> **Set exercise**
Return the line containing "of the light-colored" and all lines after it exactly; stop at the end of the material.

> **Provided records**

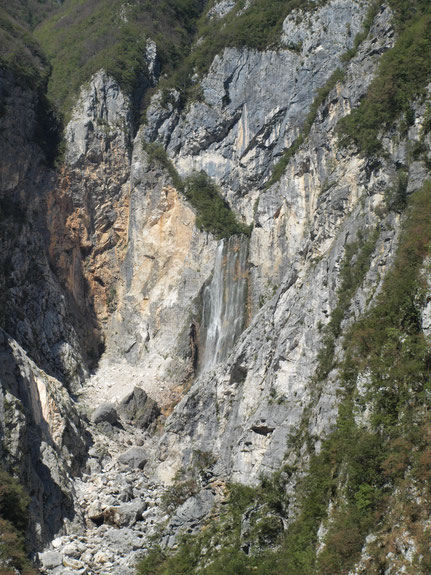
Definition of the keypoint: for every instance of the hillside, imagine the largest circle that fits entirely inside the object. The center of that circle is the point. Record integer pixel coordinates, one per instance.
(215, 228)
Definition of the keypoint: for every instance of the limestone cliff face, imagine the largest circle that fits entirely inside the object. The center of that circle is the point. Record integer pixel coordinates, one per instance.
(43, 439)
(128, 279)
(246, 410)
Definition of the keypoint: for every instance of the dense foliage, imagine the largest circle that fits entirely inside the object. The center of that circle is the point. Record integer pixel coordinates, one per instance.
(213, 213)
(13, 525)
(403, 74)
(20, 53)
(85, 36)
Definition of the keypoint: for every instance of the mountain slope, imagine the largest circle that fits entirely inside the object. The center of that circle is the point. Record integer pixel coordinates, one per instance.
(267, 393)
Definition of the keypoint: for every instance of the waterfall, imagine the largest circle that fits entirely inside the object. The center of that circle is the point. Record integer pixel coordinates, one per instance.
(224, 300)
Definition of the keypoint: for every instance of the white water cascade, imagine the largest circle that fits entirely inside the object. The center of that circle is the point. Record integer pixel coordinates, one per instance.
(224, 301)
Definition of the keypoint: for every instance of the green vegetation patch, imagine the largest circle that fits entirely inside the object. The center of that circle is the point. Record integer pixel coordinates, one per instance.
(84, 36)
(20, 53)
(257, 27)
(14, 503)
(213, 213)
(280, 167)
(364, 469)
(403, 74)
(355, 266)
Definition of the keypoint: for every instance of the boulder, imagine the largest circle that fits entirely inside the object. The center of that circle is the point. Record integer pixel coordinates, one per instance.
(51, 559)
(135, 458)
(105, 413)
(138, 409)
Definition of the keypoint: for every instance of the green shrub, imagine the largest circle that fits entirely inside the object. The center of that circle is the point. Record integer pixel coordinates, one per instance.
(403, 74)
(83, 37)
(213, 212)
(14, 518)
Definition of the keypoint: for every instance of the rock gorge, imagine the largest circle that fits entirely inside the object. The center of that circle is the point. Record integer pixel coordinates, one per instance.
(149, 365)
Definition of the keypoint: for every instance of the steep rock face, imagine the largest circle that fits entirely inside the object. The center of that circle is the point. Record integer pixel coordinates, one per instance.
(254, 103)
(43, 439)
(88, 211)
(34, 309)
(135, 270)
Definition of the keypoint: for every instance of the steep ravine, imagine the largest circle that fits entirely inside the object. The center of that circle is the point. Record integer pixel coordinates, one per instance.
(146, 363)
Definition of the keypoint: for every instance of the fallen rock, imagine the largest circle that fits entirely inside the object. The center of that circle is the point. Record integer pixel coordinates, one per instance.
(124, 515)
(135, 458)
(105, 413)
(51, 559)
(138, 408)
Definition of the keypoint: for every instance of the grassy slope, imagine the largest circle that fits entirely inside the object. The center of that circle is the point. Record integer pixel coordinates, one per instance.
(13, 524)
(86, 35)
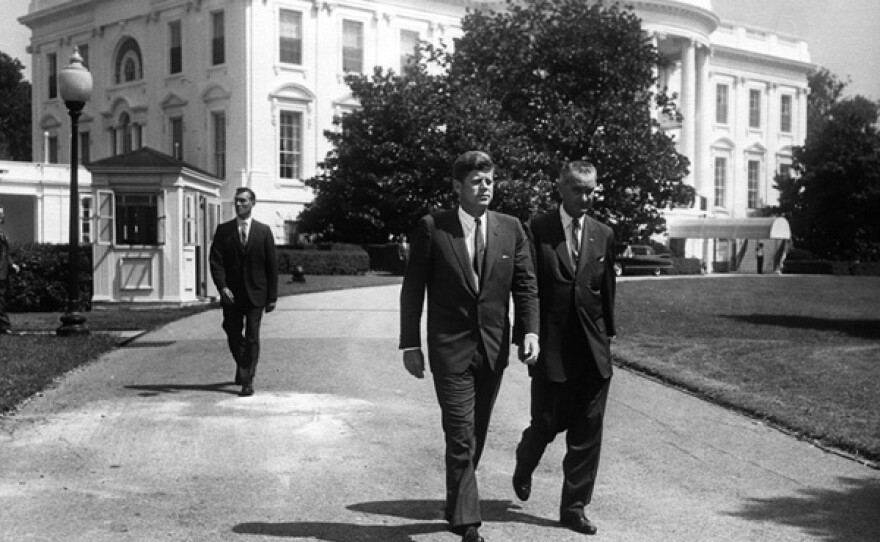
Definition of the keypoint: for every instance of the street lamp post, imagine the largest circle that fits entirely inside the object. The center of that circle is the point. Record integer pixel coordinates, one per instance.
(75, 86)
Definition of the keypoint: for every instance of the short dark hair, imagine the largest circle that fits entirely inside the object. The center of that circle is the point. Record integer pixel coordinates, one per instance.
(578, 168)
(246, 190)
(471, 161)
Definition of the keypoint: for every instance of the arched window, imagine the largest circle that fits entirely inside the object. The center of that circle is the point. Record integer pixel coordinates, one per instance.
(129, 63)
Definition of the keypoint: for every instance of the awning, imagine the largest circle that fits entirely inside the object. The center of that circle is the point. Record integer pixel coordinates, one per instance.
(729, 228)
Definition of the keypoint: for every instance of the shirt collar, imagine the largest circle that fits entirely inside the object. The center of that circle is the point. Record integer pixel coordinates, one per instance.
(468, 222)
(567, 218)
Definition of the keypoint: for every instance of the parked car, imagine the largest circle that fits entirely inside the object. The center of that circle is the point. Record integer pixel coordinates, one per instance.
(640, 259)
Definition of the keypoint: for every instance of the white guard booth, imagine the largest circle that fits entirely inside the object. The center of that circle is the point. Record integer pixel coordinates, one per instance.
(154, 218)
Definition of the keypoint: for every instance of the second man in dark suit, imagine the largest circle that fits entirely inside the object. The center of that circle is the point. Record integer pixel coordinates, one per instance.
(245, 271)
(574, 259)
(469, 260)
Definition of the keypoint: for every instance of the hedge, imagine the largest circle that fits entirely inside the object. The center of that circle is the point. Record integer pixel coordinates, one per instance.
(685, 266)
(41, 285)
(353, 261)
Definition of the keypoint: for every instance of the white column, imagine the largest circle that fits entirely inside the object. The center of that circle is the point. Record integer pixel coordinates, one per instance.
(706, 107)
(688, 105)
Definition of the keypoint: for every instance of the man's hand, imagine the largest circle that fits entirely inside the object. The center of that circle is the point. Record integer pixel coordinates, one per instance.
(414, 361)
(529, 349)
(227, 295)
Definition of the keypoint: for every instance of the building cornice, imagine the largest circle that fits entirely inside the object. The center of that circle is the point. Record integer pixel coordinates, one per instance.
(762, 59)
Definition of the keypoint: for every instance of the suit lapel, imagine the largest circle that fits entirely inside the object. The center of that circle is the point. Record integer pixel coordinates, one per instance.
(558, 239)
(493, 243)
(452, 226)
(587, 250)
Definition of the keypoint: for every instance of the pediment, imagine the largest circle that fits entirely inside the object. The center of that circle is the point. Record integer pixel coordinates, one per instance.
(171, 101)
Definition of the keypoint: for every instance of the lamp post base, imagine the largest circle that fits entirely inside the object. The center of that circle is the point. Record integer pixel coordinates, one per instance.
(72, 323)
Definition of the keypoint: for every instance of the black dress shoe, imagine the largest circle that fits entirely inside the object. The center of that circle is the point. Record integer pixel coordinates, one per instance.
(578, 523)
(472, 535)
(522, 484)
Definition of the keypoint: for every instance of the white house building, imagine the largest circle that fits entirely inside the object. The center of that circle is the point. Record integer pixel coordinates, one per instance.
(244, 90)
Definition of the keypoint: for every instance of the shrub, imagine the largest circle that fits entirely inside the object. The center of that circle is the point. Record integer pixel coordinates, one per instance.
(324, 261)
(808, 267)
(41, 285)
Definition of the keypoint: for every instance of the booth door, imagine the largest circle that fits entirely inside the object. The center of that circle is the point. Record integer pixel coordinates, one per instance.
(209, 215)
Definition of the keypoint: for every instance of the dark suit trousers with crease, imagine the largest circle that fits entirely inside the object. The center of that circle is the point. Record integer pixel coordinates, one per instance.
(245, 347)
(466, 402)
(577, 407)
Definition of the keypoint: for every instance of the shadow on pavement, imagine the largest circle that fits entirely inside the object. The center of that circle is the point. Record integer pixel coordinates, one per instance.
(849, 515)
(340, 532)
(151, 390)
(865, 329)
(429, 512)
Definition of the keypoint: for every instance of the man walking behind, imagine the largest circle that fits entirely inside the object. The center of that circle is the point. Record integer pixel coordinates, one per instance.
(245, 271)
(574, 259)
(469, 260)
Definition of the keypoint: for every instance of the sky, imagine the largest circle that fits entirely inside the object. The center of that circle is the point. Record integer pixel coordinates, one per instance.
(842, 35)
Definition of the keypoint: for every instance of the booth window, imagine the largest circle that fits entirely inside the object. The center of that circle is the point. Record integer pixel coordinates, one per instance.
(352, 46)
(87, 205)
(139, 219)
(290, 145)
(175, 47)
(290, 37)
(129, 62)
(218, 38)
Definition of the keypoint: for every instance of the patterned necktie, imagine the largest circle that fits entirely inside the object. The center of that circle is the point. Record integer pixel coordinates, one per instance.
(243, 232)
(479, 249)
(575, 234)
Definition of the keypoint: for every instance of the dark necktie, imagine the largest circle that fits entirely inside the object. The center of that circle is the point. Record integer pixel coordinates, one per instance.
(479, 249)
(575, 230)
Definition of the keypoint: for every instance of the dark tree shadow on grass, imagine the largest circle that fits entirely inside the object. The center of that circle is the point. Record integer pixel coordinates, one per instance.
(428, 512)
(151, 390)
(847, 515)
(865, 329)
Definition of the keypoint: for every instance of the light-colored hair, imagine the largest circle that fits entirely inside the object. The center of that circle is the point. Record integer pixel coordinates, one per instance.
(578, 169)
(246, 190)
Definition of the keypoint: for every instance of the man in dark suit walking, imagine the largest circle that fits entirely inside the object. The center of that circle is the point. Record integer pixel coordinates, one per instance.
(245, 271)
(470, 260)
(574, 259)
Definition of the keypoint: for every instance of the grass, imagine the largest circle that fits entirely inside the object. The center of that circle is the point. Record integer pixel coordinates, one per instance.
(802, 353)
(32, 361)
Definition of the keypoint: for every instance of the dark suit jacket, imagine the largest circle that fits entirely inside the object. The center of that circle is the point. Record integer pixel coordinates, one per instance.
(586, 292)
(461, 316)
(251, 271)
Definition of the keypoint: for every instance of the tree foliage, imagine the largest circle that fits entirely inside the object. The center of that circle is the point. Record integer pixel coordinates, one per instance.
(543, 82)
(15, 110)
(833, 199)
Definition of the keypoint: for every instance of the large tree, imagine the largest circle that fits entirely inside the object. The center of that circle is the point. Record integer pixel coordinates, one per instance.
(832, 201)
(15, 110)
(540, 83)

> **Exercise response**
Definition of the keypoint: for every instance of the light-colored hair, imagine the largest circle that fits entirely inside the object. The center of that circle is the point. Record integer pixel coordinates, one per instance.
(578, 169)
(246, 190)
Definition of the keypoint: for every instance of the man in dark suit walking, imagine the largest circle that fits entirely inside the object. The center of that circle is the point. Record integer pixel coordinates, one per instance.
(245, 271)
(470, 260)
(574, 259)
Definition of the keypoint: for every instance of the grass, imagine the largest circle that fits entirely inside the object. The center of that circle is the point. Record integer pixel coordinates, one per instance.
(802, 353)
(32, 361)
Definition of the keypoint: for every instance of the dark suit jacket, imagine the largest circle that fits entirely inside the object. The center of that circle is the point. Record integer pixel coordinates, one per instance.
(586, 292)
(461, 316)
(251, 271)
Definition of the keypoint: for every instance of the tree foliage, imagine the largest circle that fits entirely inside the object. The center of that circle is the point. Record integer pixel coordinates, one per instance.
(543, 82)
(15, 110)
(833, 199)
Definition of the keypoint: for every instance of the large tree, imagine the largest circle that fits entirely inside the object. The center of that circle is the point. Record integer pixel coordinates, one per instance.
(832, 201)
(15, 110)
(540, 83)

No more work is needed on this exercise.